▶ [What you are asked to do]:
Make an exact copy of the entries, and keep any pictures out of it.
>> Begin Task inputs
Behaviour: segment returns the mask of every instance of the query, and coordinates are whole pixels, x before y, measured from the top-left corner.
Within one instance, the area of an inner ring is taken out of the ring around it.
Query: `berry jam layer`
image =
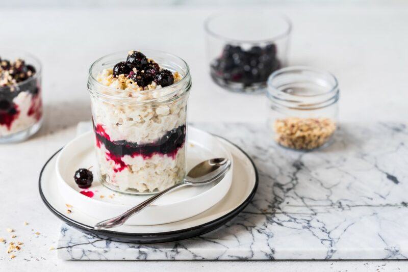
[[[117,160],[125,155],[132,157],[142,156],[144,159],[149,158],[156,154],[167,155],[175,157],[177,151],[184,144],[186,140],[186,125],[176,127],[164,134],[154,143],[138,144],[126,141],[114,141],[110,139],[102,125],[98,124],[94,127],[96,137],[96,145],[100,147],[103,144],[109,151],[109,158]]]

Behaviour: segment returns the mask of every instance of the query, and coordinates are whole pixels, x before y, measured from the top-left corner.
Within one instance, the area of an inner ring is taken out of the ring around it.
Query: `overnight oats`
[[[2,143],[22,141],[35,133],[41,126],[42,117],[39,62],[27,55],[14,59],[6,57],[0,56]]]
[[[104,185],[150,193],[183,180],[191,85],[185,62],[163,52],[120,52],[92,65],[88,89]]]

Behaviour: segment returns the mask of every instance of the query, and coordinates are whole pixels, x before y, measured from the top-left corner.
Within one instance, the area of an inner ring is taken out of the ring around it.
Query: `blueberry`
[[[131,68],[135,68],[140,70],[147,64],[147,58],[144,54],[138,51],[131,51],[128,55],[126,63]]]
[[[132,71],[132,69],[128,66],[126,62],[120,62],[113,66],[113,76],[118,76],[120,74],[127,75]]]
[[[169,86],[174,82],[174,77],[171,71],[163,69],[159,71],[155,76],[155,82],[158,85],[160,85],[162,87]]]
[[[255,56],[260,55],[262,53],[262,49],[256,45],[251,47],[251,49],[249,49],[249,53]]]
[[[134,73],[130,77],[131,79],[136,83],[139,87],[145,87],[153,81],[153,78],[149,75],[141,71]]]
[[[89,188],[93,181],[92,172],[85,168],[80,168],[75,172],[73,176],[75,183],[78,187],[83,189]]]

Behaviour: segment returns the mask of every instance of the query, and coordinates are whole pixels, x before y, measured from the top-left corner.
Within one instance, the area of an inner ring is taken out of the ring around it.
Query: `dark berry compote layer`
[[[103,126],[98,125],[94,127],[96,137],[96,146],[103,144],[109,152],[106,155],[109,159],[115,162],[115,172],[124,170],[126,165],[123,161],[124,156],[134,157],[141,156],[146,160],[154,155],[171,157],[175,158],[178,149],[183,147],[186,140],[186,126],[181,125],[167,131],[156,141],[146,144],[132,143],[126,140],[112,141]]]
[[[30,127],[42,115],[36,69],[23,60],[0,57],[0,137]]]
[[[211,76],[223,87],[243,89],[266,86],[269,76],[280,68],[274,44],[245,50],[225,45],[221,56],[210,65]]]
[[[163,68],[136,50],[111,69],[99,73],[97,80],[109,87],[101,87],[99,92],[118,98],[109,103],[91,96],[103,183],[117,186],[121,192],[150,192],[183,179],[186,99],[143,103],[160,98],[161,90],[166,93],[162,88],[181,78],[177,72]],[[126,102],[118,102],[122,98],[128,99]]]

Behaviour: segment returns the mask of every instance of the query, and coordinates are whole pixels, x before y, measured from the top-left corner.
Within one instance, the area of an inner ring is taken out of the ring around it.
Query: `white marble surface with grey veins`
[[[334,144],[309,153],[268,140],[263,126],[198,125],[236,143],[260,174],[254,199],[201,237],[137,245],[95,239],[63,225],[66,259],[363,259],[408,256],[408,127],[343,123]]]

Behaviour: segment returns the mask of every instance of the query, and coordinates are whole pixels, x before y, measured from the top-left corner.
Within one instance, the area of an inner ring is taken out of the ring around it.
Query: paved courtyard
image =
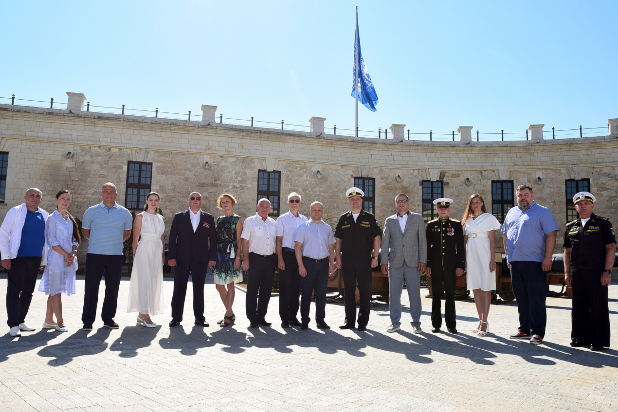
[[[237,290],[237,324],[220,328],[223,305],[211,275],[205,287],[210,327],[193,326],[188,293],[184,321],[169,328],[173,284],[164,283],[165,314],[153,316],[160,324],[154,329],[135,326],[135,314],[124,311],[128,277],[118,330],[100,319],[93,330],[81,330],[83,277],[77,293],[62,297],[67,333],[40,329],[46,297],[35,292],[26,321],[36,330],[12,338],[5,326],[0,335],[0,411],[618,410],[616,279],[609,287],[612,348],[599,353],[569,345],[565,297],[548,298],[546,342],[536,346],[508,338],[517,324],[515,302],[492,305],[490,333],[473,335],[472,299],[457,301],[457,335],[431,333],[425,298],[420,334],[412,333],[406,298],[402,330],[394,334],[386,332],[384,303],[372,308],[366,332],[339,330],[344,308],[334,303],[326,307],[332,330],[315,329],[313,321],[310,330],[283,329],[276,296],[266,317],[273,326],[253,329]]]

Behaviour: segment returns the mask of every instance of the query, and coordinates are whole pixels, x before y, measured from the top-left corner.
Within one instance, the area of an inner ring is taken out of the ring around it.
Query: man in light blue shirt
[[[520,185],[516,193],[517,206],[509,211],[501,230],[519,313],[519,327],[510,338],[538,345],[545,336],[547,271],[558,224],[549,209],[534,201],[530,186]]]
[[[329,329],[324,321],[326,311],[328,277],[334,270],[335,238],[332,229],[322,220],[324,206],[313,202],[309,208],[311,219],[298,226],[294,238],[294,253],[302,279],[300,298],[300,329],[309,329],[309,306],[315,290],[315,322],[318,327]]]
[[[131,235],[133,217],[127,209],[116,203],[117,195],[114,183],[105,183],[101,190],[103,201],[88,208],[83,214],[82,233],[88,240],[82,313],[84,330],[92,330],[96,316],[99,285],[104,275],[105,298],[101,317],[105,327],[118,329],[114,317],[122,271],[123,242]]]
>> End Task inputs
▶ [Answer to the exercise]:
Behaviour: segment returns the mask of every instance of the query, and coordinates are whole pixels, x before y, measured from the top-left corner.
Within one instance, the area of an inner ring is taken out of the ring around it.
Query: `berry jam layer`
image =
[[[117,160],[125,155],[132,157],[142,156],[144,159],[149,158],[156,154],[167,155],[175,157],[177,151],[184,144],[186,140],[186,125],[176,127],[164,134],[154,143],[138,144],[126,141],[114,141],[110,139],[102,125],[98,124],[94,127],[96,137],[96,145],[100,147],[103,144],[109,151],[109,158]]]

Behaviour: segment returns the mask of every instance of the query, and coordinates are whole pixels, x before y, measured from the top-left corner.
Within one instance, the area of an inner ring is taken out of the ring around it.
Query: `overnight oats`
[[[2,143],[22,141],[35,133],[41,126],[42,117],[39,62],[27,55],[14,59],[6,57],[0,56]]]
[[[104,185],[150,193],[183,180],[191,85],[185,62],[163,52],[120,52],[92,65],[88,89]]]

Behaviour: segment returns the mask of every instance of the query, and coordinates are whole pixels, x before y, measured from the top-left corner.
Within one instance, the area of an inner ring is taken out of the ring around it.
Query: `blueberry`
[[[131,68],[135,68],[140,70],[147,64],[147,58],[144,54],[138,51],[131,51],[128,55],[126,63]]]
[[[132,71],[132,69],[128,66],[126,62],[120,62],[113,66],[113,76],[118,76],[120,74],[127,75]]]
[[[169,86],[174,82],[174,77],[171,71],[163,69],[159,71],[155,76],[155,82],[158,85],[160,85],[162,87]]]
[[[255,56],[260,55],[262,53],[262,49],[256,45],[251,47],[251,49],[249,49],[249,53]]]
[[[134,73],[130,77],[131,79],[136,83],[139,87],[145,87],[153,81],[153,78],[149,75],[141,71]]]
[[[89,188],[93,181],[92,172],[85,168],[80,168],[75,172],[73,176],[75,183],[78,187],[83,189]]]

Behaviour: segment returns the mask of every instance of the query, and coordinates are whole pixels, x before y, measured from the top-left corner.
Within one instance, the area of an inner ring is taken out of the ring around it.
Query: `dark berry compote layer`
[[[103,126],[98,125],[94,127],[96,137],[96,146],[103,144],[109,152],[106,155],[109,159],[115,162],[115,172],[124,170],[126,165],[123,161],[124,156],[134,157],[141,156],[146,160],[154,155],[171,157],[175,158],[178,149],[183,147],[186,140],[186,126],[181,125],[167,131],[156,141],[146,144],[132,143],[126,140],[112,141]]]
[[[30,127],[42,115],[36,69],[23,60],[0,57],[0,137]]]
[[[211,76],[223,87],[243,89],[266,86],[269,76],[280,68],[274,44],[245,50],[225,45],[221,56],[210,65]]]
[[[163,68],[136,50],[111,69],[99,73],[97,80],[109,87],[101,87],[99,92],[118,98],[109,103],[91,96],[103,183],[117,186],[121,192],[150,192],[183,179],[186,99],[143,103],[160,98],[161,90],[166,93],[162,88],[181,78],[177,72]],[[126,102],[118,102],[122,98],[128,99]]]

Behaviour: segment returns the mask of every instance of the query, and coordinates are whole pixels, x before y, measured from the top-left corner.
Within one instance, the area of an inner ring is taken out of the ring around it.
Query: `white marble surface with grey veins`
[[[334,144],[309,153],[268,140],[263,126],[198,125],[236,143],[260,174],[254,199],[201,237],[137,245],[95,239],[63,225],[66,259],[363,259],[408,256],[408,127],[343,123]]]

Behaviour: segment returns the mask of every instance of the query, and coordinates are whole pixels, x before y, measured from the top-left corner.
Within one instance, the area of an inner ring is taken out of the ring around it.
Query: paved courtyard
image =
[[[237,290],[237,324],[220,328],[223,305],[211,275],[205,287],[210,327],[193,326],[188,293],[184,321],[169,328],[173,284],[164,283],[165,314],[153,316],[160,324],[154,329],[135,326],[135,314],[124,311],[128,277],[118,330],[100,319],[93,330],[81,330],[83,277],[77,293],[62,297],[67,333],[40,329],[46,297],[35,292],[26,321],[36,330],[12,338],[5,326],[0,335],[0,411],[618,410],[616,279],[609,287],[612,348],[599,353],[569,345],[565,297],[548,298],[546,342],[536,346],[508,338],[517,324],[515,302],[492,305],[490,333],[473,335],[472,299],[457,301],[457,335],[431,333],[425,298],[420,334],[412,333],[406,298],[402,330],[394,334],[386,332],[384,303],[372,308],[366,332],[339,330],[344,308],[334,303],[326,307],[332,330],[315,329],[313,321],[310,330],[283,329],[276,296],[266,317],[273,326],[253,329]]]

Behaviour: segment returns the mask of every instance of the query, and coordinates are whole pixels, x before y, measured from the top-left corner.
Within one instance, the area of an inner ring is taken out of the ring around it.
Query: man in light blue shirt
[[[520,185],[516,193],[517,206],[509,211],[501,230],[519,313],[519,327],[510,338],[538,345],[545,336],[547,271],[558,224],[549,209],[534,201],[530,186]]]
[[[329,329],[324,321],[326,311],[328,277],[334,270],[335,238],[332,229],[322,220],[324,206],[313,202],[309,208],[311,219],[298,226],[294,238],[294,253],[302,279],[300,298],[300,329],[309,329],[309,306],[315,290],[315,322],[318,327]]]
[[[131,235],[133,217],[127,209],[116,203],[117,195],[114,183],[105,183],[101,190],[103,201],[88,208],[83,214],[82,233],[88,240],[82,313],[84,330],[92,330],[96,316],[99,285],[104,275],[105,298],[101,317],[105,327],[118,329],[114,317],[122,271],[123,242]]]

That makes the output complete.